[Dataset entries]
* * * *

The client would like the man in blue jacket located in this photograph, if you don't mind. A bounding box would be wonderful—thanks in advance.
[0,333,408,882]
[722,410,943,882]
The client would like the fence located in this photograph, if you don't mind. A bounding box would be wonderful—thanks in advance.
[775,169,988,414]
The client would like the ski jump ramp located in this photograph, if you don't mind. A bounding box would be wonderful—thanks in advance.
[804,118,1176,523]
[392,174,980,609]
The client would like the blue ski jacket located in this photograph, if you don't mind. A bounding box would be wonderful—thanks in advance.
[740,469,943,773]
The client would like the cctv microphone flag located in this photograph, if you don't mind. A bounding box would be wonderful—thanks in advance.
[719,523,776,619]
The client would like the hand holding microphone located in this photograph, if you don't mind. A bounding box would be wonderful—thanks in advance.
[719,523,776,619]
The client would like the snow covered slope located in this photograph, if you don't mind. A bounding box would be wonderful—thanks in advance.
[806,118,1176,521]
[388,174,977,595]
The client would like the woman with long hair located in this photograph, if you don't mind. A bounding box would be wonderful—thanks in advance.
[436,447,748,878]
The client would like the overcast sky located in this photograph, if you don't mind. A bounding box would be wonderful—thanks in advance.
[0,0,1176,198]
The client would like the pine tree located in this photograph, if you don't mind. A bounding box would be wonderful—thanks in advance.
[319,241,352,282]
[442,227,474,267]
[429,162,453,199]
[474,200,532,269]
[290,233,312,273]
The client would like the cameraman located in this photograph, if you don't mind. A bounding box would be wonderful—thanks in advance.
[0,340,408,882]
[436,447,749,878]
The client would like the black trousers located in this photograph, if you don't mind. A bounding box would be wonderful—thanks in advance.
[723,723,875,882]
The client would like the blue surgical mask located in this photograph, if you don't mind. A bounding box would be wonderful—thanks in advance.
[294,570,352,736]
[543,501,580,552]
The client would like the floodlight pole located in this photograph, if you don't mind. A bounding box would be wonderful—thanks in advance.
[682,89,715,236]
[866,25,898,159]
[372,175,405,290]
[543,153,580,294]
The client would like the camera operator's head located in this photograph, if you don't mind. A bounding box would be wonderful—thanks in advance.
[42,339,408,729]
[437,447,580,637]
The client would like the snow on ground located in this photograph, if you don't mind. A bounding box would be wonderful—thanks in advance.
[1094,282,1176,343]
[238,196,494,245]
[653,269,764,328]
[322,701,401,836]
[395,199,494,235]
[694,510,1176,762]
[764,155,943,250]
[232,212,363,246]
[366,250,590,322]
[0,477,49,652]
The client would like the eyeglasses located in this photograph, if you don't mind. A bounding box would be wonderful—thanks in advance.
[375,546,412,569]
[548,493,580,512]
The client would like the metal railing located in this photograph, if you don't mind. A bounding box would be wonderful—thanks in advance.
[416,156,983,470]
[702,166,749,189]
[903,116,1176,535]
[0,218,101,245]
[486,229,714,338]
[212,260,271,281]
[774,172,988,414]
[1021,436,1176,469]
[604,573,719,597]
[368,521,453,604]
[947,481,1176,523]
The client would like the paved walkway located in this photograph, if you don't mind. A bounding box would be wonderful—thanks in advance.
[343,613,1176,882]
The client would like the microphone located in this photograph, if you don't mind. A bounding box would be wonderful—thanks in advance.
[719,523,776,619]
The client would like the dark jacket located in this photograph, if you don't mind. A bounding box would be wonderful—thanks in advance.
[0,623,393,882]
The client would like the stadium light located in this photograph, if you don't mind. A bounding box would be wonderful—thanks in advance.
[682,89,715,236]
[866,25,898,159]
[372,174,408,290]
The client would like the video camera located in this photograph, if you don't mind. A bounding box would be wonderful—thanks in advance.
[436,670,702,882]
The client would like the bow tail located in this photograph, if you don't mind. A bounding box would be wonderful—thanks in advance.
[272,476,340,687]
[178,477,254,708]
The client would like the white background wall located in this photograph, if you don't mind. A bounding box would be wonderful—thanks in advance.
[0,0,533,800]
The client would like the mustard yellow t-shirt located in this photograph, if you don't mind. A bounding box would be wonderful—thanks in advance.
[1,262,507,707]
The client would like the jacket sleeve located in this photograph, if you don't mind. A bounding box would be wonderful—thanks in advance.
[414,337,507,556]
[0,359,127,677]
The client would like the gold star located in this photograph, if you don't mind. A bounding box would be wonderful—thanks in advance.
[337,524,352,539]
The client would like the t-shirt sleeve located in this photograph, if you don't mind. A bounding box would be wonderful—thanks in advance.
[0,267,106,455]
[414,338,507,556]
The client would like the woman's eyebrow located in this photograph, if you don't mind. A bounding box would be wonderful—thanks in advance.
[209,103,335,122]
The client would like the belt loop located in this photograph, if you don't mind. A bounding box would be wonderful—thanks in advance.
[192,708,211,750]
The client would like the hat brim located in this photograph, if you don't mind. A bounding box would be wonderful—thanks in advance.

* * * *

Present every line of the entries above as a numbered list, leaving out blank lines.

1. The client would like the man in blue jacket located in this photograph, if you don't mind. A bounding box would be wonderful—thanks in advance.
2. [0,333,408,882]
3. [722,410,943,882]
4. The client would like the fence located in this photograph, if you don't mind. A bounding box would be wonderful—thanks in advance.
5. [775,169,988,414]
6. The client would like the ski jump ramp located in this photograph, if you don't mind. A bounding box would be wonderful—thanks in advance.
7. [804,118,1176,523]
8. [392,174,980,609]
9. The client would like the blue ski jacket located in this photograph, if you don't mind. A bounding box would be wonderful—thanks in advance.
10. [740,469,943,773]
11. The client would like the cctv microphone flag located in this photograph, if you don't mind. A bounding box would be wonderful—thanks in advance.
12. [719,523,776,619]
13. The client would like the hand holding microphone located in this photograph, if you don't mind. A bounding box would be wonderful—thanks in advance.
14. [719,523,776,619]
15. The client would like the snow covered slope located in this photograph, if you don't mind. A bounding box would be wonderful—thanks in advance.
16. [806,118,1176,521]
17. [388,174,977,595]
18. The client would like the woman with long hair located in this photograph, if you don't mind. A bounding box would be wonderful—thanks in advance.
19. [436,447,748,878]
20. The client would like the overcast sky located in this photograph, if you don't mind. A bounding box would be wonderful—thanks in advance.
21. [0,0,1176,198]
22. The client would like the pine tree located in this photograph, if you don't mind. A bounding box would be wonderful—thanks in advance.
23. [319,241,352,282]
24. [442,227,474,267]
25. [429,162,453,199]
26. [474,200,532,269]
27. [290,233,312,273]
28. The client would like the cameraman located in this photograph, if you don't mind. A bounding box would be wonderful—thanks in advance.
29. [0,340,408,882]
30. [436,447,749,878]
31. The client would like the black trousers located in this photograph, if you don't mind. A bounding box would be wonderful—thanks in advance.
32. [723,723,875,882]
33. The client would like the blue surgical mask located in this photograph, if you don't mind. A bounding box would be wonderful—thanks in advance.
34. [294,570,352,736]
35. [543,501,580,552]
36. The client would like the floodlight pole located in this photograph, if you don't mind. A bounding box would be wonderful—thanks in advance.
37. [682,89,715,236]
38. [866,25,898,159]
39. [372,175,405,290]
40. [543,153,580,294]
41. The client would like the camera operator's head located in this photograph, if you don't mind. A bounding box would be wonderful—thanks in advance.
42. [42,339,408,729]
43. [437,447,580,637]
44. The client would like the snow on ground located in this photograph, if you don't mind. A bounding box would be wonderful—thanks in advance.
45. [1094,282,1176,343]
46. [238,196,494,245]
47. [653,269,764,328]
48. [322,701,401,836]
49. [395,199,494,235]
50. [694,510,1176,762]
51. [764,155,943,250]
52. [232,212,363,246]
53. [366,250,590,322]
54. [0,477,49,652]
55. The client would like the eyeglasses located in this photograph, if you don't mind. A bounding box would be wonderful—thanks in advance.
56. [375,546,412,569]
57. [548,493,580,512]
58. The client would like the metal railing located in this photograph, if you don't mind. A bounding box would be wonderful—thanks in advance.
59. [416,156,983,470]
60. [702,166,749,189]
61. [903,116,1176,535]
62. [0,218,101,245]
63. [486,229,714,338]
64. [212,260,271,281]
65. [774,172,988,414]
66. [1021,436,1176,469]
67. [604,573,719,597]
68. [368,521,453,604]
69. [947,481,1176,523]
70. The client would like the paved walkway located in this photograph, if you don't mind. A bounding box would be wonderful—thanks in advance.
71. [343,613,1176,882]
72. The client would like the microphone located in this photograph, if you don't mind. A bounding box would be wonderful—thanks in advance.
73. [719,523,776,619]
74. The client would like the dark jacket located in this photograph, if you don't mind. A bounding box would be wonderful—thanks in advance.
75. [0,623,393,882]
76. The client would like the stadium light located in this photograph, if you don't mind. A bounding box would be wonderful—thanks in advance.
77. [682,89,715,236]
78. [866,25,898,159]
79. [372,174,408,290]
80. The client would like the video camera located in this photograph, if you don't mind. A bounding box would be wonderful—thanks in advance.
81. [436,670,702,882]
82. The client would like the bow tail located in this photograph, if you don't mind. A bounding box would be wonderful—thanks in advance.
83. [272,476,340,687]
84. [178,477,254,708]
85. The client would like the white background wall located in this photograph, if you don't mind. A bounding box would be wonderful—thanks in advance.
86. [0,0,533,800]
87. The client would like the mustard yellow t-shirt located in this photograph, if you don't mind. A bounding box would be wonderful—thanks in advance.
88. [1,262,507,707]
89. The client would like the jacket sleeve located in this photograph, if you don't mind. A bounding box would be wonderful—thanks in advance.
90. [414,337,507,556]
91. [0,359,127,677]
92. The client would like the gold star located in this photograph, if you don't mind. A bounding box would be wonderful—thanks in advance.
93. [337,524,352,539]
94. The client would like the t-shirt sleeve located in this photograph, if you don't mind. A bounding box would be wonderful—thanks in advance.
95. [0,267,106,455]
96. [414,338,507,556]
97. The client would like the woman's eyebrow located in this photograph, if you don't mind. A bounding box would be wonderful—thanks in advance.
98. [209,103,335,122]
99. The client would like the belt loop located in this photograph, if you don't mind. A bounding box would be wonderful—thanks in advance.
100. [192,708,211,750]
101. The client would like the hat brim located in this photograph, if you don't mind. A bounding box would be wonderful—thanks in advance.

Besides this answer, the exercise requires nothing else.